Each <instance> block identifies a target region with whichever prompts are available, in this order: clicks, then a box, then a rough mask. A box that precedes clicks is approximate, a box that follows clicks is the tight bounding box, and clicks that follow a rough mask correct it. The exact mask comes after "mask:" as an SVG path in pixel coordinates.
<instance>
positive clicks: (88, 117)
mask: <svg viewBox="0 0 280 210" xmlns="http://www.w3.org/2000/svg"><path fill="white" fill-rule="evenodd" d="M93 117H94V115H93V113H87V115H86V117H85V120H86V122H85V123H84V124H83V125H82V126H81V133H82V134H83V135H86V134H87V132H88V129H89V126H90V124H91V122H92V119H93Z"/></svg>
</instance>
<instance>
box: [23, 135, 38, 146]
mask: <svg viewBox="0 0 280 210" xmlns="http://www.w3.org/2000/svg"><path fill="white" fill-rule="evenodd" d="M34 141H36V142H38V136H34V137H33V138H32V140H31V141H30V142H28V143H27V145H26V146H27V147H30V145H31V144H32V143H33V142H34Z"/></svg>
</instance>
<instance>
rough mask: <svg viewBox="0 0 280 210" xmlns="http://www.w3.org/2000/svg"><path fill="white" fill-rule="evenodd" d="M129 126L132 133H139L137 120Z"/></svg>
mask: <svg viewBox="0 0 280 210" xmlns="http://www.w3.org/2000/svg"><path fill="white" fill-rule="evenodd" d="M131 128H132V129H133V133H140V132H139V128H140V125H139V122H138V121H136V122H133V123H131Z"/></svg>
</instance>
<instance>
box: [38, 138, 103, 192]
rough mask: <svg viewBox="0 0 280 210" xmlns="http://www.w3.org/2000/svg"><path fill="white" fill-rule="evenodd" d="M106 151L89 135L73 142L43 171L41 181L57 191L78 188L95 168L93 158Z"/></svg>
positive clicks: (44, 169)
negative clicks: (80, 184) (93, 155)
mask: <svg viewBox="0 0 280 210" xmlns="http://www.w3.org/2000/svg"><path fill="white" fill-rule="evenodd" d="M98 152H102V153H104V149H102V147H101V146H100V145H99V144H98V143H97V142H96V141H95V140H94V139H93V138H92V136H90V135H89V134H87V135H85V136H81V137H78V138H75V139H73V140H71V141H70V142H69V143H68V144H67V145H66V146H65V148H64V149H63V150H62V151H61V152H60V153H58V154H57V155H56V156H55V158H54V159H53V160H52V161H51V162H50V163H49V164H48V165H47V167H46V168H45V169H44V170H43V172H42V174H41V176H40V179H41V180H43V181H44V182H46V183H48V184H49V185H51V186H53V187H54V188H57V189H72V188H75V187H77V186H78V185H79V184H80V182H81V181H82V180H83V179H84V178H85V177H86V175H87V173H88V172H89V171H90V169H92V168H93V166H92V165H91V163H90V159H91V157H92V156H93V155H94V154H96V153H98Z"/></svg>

• AIM OF THE TASK
Repeat each line above exactly as it stands.

• WRITTEN SOLUTION
Each <instance> block identifies a target region with whichever prompts are available, in this order: clicks, then a box, then a rough mask. A box that precedes clicks is approximate, a box that follows clicks is the tight bounding box, and clicks that follow a rough mask correct it. The exact mask comes after "mask:" as an SVG path in pixel coordinates.
<instance>
positive clicks: (88, 117)
mask: <svg viewBox="0 0 280 210" xmlns="http://www.w3.org/2000/svg"><path fill="white" fill-rule="evenodd" d="M93 117H94V115H93V113H87V115H86V117H85V120H86V122H85V123H84V124H83V125H82V126H81V133H82V134H83V135H86V134H87V132H88V129H89V126H90V124H91V122H92V119H93Z"/></svg>
</instance>
<instance>
box: [23, 135, 38, 146]
mask: <svg viewBox="0 0 280 210" xmlns="http://www.w3.org/2000/svg"><path fill="white" fill-rule="evenodd" d="M34 141H36V142H38V136H34V137H33V138H32V140H31V141H30V142H28V143H27V145H26V146H27V147H30V145H31V144H32V143H33V142H34Z"/></svg>
</instance>
<instance>
rough mask: <svg viewBox="0 0 280 210" xmlns="http://www.w3.org/2000/svg"><path fill="white" fill-rule="evenodd" d="M129 126L132 133H139L137 120Z"/></svg>
mask: <svg viewBox="0 0 280 210" xmlns="http://www.w3.org/2000/svg"><path fill="white" fill-rule="evenodd" d="M131 128H132V129H133V133H140V132H139V128H140V125H139V122H138V121H136V122H133V123H131Z"/></svg>
</instance>
<instance>
box: [38, 138, 103, 192]
rough mask: <svg viewBox="0 0 280 210" xmlns="http://www.w3.org/2000/svg"><path fill="white" fill-rule="evenodd" d="M106 151L89 135L73 142L43 171L41 181L57 191L78 188L95 168L93 158Z"/></svg>
positive clicks: (44, 169)
negative clicks: (80, 184) (93, 155)
mask: <svg viewBox="0 0 280 210" xmlns="http://www.w3.org/2000/svg"><path fill="white" fill-rule="evenodd" d="M98 152H102V153H104V149H102V147H101V146H100V145H99V144H98V143H97V142H96V141H95V140H94V139H93V138H92V136H90V135H89V134H87V135H85V136H81V137H78V138H75V139H73V140H71V141H70V142H69V143H68V144H67V145H66V146H65V148H64V149H63V150H62V151H61V152H60V153H58V154H57V155H56V156H55V158H54V159H53V160H52V161H51V162H50V163H49V164H48V165H47V167H46V168H45V169H44V170H43V172H42V174H41V176H40V179H41V180H43V181H44V182H46V183H48V184H49V185H51V186H53V187H54V188H57V189H72V188H75V187H77V186H78V185H79V184H80V182H81V181H82V180H83V179H84V178H85V177H86V175H87V173H88V172H89V171H90V169H92V168H93V166H92V165H91V163H90V159H91V157H92V156H93V155H94V154H96V153H98Z"/></svg>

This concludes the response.